Convert the records below into a two-column CSV with the header request,points and one row per request. Put the request text and its answer each in a single quoted field, with any line breaks replaced by spaces.

[Excerpts from a pointing dataset]
------------------------------------

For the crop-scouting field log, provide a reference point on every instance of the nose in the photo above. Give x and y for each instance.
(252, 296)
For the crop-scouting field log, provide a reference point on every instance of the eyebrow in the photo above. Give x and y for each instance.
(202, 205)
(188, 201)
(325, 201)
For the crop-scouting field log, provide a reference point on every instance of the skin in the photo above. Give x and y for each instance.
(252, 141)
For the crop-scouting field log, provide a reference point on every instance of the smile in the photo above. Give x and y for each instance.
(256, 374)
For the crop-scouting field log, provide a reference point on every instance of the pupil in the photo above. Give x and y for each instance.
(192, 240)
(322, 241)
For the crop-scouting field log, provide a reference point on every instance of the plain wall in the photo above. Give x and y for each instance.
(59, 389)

------------------------------------

* Complete response *
request,points
"For the crop-scouting field log, provide a reference point on every instance of the nose in the photo above. Give x and y for each instance.","(252, 296)"
"For the crop-scouting field log, provide a reference point on every instance of the eyebrow in the photo above. Give x and y for each instance.","(202, 205) (188, 201) (325, 201)"
"For the crop-scouting field log, provide a reference point on every instance of the skin in the photo above. Give x and y for each instance.","(252, 141)"
"For the crop-scouting field log, provide a reference point on every instance of the smile in the photo above. Give x and y for each instance.","(256, 374)"
"For the crop-scouting field log, provide a reference point on every instance of the pupil in the photo above. Give x and y for each instance.","(192, 240) (322, 241)"
"For the crop-scouting field log, provide a reference point on every instance of the plain wall in the photo above. Give x and y for each instance.","(59, 389)"